» Some records:
• • • • •

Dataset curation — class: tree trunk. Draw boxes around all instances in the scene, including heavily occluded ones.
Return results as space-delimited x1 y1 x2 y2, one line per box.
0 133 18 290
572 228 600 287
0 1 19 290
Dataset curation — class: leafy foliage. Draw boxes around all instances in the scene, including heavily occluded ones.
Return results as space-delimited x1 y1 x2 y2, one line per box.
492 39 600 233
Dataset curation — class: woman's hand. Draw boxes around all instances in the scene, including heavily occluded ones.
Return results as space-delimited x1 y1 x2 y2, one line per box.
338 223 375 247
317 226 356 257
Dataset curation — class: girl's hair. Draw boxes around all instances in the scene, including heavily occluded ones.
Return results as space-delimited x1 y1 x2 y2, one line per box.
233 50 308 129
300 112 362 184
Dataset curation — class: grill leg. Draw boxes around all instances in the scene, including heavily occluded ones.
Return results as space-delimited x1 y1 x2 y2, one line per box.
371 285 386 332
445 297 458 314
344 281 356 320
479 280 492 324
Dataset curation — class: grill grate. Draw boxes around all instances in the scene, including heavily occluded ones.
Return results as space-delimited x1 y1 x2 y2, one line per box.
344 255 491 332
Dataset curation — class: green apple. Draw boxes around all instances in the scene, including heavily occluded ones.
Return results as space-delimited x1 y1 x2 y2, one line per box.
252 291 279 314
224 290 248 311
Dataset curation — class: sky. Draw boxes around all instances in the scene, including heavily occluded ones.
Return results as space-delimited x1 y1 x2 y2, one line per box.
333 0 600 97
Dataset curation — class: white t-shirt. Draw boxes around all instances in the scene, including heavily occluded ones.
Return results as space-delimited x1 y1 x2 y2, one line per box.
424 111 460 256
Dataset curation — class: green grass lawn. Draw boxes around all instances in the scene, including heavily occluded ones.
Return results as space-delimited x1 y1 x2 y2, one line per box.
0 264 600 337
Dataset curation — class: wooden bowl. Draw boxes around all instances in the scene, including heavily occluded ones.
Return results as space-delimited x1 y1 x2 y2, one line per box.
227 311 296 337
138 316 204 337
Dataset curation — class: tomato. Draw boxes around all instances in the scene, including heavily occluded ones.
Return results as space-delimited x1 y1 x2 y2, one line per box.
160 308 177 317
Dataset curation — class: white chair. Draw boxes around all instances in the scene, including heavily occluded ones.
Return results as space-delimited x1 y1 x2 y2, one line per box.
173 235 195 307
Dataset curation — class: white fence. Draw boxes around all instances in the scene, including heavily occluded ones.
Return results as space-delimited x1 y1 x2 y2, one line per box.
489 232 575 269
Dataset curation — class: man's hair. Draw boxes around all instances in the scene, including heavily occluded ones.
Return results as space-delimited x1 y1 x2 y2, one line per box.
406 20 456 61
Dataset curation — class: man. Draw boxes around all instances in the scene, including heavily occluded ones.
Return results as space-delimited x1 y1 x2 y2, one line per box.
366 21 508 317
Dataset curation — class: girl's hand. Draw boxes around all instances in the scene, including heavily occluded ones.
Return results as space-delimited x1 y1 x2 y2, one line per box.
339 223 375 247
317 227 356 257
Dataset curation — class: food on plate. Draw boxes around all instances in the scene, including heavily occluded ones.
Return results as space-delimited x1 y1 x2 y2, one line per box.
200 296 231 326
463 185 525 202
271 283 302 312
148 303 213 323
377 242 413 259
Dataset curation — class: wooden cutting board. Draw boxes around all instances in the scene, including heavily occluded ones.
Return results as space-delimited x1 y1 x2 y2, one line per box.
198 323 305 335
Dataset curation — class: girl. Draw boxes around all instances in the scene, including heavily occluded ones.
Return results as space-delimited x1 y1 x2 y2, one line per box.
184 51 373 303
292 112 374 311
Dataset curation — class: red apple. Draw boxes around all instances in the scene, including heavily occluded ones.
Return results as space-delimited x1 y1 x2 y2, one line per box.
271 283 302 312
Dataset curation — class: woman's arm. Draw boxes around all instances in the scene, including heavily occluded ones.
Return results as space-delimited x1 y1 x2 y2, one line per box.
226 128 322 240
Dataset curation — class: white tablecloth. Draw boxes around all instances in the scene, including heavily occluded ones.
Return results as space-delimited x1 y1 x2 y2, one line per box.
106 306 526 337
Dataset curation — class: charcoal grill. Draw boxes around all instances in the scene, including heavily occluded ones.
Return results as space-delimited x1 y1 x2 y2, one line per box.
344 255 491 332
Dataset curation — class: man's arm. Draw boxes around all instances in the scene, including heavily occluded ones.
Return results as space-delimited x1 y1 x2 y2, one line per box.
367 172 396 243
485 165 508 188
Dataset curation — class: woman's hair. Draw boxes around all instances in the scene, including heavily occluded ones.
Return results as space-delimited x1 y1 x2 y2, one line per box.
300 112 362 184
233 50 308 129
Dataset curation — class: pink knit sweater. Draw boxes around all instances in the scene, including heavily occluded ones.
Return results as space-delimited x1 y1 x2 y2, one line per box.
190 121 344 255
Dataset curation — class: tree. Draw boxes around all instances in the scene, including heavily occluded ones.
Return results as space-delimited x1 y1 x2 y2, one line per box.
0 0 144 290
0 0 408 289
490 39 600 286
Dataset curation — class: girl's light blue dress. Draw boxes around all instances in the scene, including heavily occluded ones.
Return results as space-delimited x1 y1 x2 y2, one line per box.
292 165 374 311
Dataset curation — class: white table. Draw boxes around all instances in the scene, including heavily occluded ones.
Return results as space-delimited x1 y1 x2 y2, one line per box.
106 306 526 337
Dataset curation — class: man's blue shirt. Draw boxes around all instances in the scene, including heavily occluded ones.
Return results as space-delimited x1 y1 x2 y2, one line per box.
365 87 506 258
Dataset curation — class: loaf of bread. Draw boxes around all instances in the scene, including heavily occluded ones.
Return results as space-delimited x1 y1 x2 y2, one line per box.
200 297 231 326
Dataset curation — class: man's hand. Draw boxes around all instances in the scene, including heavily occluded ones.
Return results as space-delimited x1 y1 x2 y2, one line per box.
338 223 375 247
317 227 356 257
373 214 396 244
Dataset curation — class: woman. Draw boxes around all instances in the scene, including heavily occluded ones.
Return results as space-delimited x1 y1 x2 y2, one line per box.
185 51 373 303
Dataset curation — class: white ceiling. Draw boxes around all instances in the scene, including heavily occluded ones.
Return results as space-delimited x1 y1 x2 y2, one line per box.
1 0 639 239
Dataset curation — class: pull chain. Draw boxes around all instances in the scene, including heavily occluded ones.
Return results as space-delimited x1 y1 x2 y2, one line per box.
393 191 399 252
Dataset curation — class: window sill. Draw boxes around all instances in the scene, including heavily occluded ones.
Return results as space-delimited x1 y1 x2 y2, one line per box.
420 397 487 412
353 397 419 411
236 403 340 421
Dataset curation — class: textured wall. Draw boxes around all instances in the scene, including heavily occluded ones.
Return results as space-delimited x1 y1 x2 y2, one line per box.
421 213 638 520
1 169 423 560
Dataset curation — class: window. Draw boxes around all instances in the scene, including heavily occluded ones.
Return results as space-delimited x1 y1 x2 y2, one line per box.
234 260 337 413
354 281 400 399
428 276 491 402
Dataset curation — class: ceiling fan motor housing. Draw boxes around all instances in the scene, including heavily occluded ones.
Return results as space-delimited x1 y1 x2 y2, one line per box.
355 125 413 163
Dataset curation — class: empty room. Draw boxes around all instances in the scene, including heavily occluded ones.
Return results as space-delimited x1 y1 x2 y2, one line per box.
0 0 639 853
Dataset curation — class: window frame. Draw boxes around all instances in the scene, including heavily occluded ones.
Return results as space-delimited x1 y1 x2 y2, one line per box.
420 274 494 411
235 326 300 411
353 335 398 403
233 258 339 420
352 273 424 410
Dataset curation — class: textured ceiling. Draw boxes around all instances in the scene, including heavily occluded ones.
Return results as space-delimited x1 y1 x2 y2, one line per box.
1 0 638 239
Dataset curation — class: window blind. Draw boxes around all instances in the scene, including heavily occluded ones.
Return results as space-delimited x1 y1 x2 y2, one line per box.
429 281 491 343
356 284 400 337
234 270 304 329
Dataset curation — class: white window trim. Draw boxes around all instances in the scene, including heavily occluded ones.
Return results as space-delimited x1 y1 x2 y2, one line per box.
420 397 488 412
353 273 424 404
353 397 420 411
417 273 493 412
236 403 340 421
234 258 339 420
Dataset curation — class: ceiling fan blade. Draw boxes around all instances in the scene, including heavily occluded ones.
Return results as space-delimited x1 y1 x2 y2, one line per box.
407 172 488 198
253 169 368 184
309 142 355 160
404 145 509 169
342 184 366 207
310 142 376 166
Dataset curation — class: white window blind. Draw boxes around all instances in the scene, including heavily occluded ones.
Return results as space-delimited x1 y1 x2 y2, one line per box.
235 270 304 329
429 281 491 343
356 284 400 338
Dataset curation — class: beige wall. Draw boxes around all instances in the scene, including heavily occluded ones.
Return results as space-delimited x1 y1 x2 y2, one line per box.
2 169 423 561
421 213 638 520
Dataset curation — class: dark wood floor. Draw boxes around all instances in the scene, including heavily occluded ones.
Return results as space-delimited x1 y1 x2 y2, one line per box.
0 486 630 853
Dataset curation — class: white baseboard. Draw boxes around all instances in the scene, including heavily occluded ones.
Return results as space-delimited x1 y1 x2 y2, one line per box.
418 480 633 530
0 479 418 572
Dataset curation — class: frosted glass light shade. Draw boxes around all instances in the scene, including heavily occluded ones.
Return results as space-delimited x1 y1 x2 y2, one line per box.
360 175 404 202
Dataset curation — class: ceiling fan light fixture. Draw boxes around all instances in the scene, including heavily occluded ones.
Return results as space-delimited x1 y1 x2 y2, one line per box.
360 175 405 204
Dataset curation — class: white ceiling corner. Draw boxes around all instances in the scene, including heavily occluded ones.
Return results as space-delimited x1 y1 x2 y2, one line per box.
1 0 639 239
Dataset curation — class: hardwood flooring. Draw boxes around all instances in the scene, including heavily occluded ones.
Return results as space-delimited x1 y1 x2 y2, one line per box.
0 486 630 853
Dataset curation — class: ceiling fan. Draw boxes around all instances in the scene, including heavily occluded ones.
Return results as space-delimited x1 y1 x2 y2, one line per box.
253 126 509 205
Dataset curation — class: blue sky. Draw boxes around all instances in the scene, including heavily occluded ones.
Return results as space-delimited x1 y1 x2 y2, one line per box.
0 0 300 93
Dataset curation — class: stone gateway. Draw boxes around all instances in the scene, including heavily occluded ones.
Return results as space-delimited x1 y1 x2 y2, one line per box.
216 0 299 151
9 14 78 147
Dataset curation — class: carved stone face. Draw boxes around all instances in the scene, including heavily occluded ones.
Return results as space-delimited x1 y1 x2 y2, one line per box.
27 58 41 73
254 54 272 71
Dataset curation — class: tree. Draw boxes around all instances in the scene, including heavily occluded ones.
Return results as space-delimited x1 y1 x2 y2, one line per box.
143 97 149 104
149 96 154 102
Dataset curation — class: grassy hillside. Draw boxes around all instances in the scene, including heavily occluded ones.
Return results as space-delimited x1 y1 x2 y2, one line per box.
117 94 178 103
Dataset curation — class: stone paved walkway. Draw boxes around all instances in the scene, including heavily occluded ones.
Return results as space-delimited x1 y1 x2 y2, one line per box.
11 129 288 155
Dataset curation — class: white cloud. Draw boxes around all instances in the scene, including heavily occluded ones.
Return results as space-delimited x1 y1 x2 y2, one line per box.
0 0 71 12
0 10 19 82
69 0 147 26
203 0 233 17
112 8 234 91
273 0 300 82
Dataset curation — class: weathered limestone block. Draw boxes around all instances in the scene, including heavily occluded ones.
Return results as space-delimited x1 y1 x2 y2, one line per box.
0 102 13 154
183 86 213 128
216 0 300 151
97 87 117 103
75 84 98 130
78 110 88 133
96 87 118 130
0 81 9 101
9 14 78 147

• • • • •

» Task statement: Select every line in the entries above that contains the string "blue" in the same capitalization. Case counts.

» Answer to the exercise:
Dataset curation — class: girl's light blue dress. Draw boxes around all instances in the scene, including heavily occluded ones.
Dataset curation — class: man's blue shirt. Draw boxes around all instances in the scene, including heavily occluded ones.
Dataset curation — class: blue sky. Draw boxes around all instances in the scene, including heavily occluded ones.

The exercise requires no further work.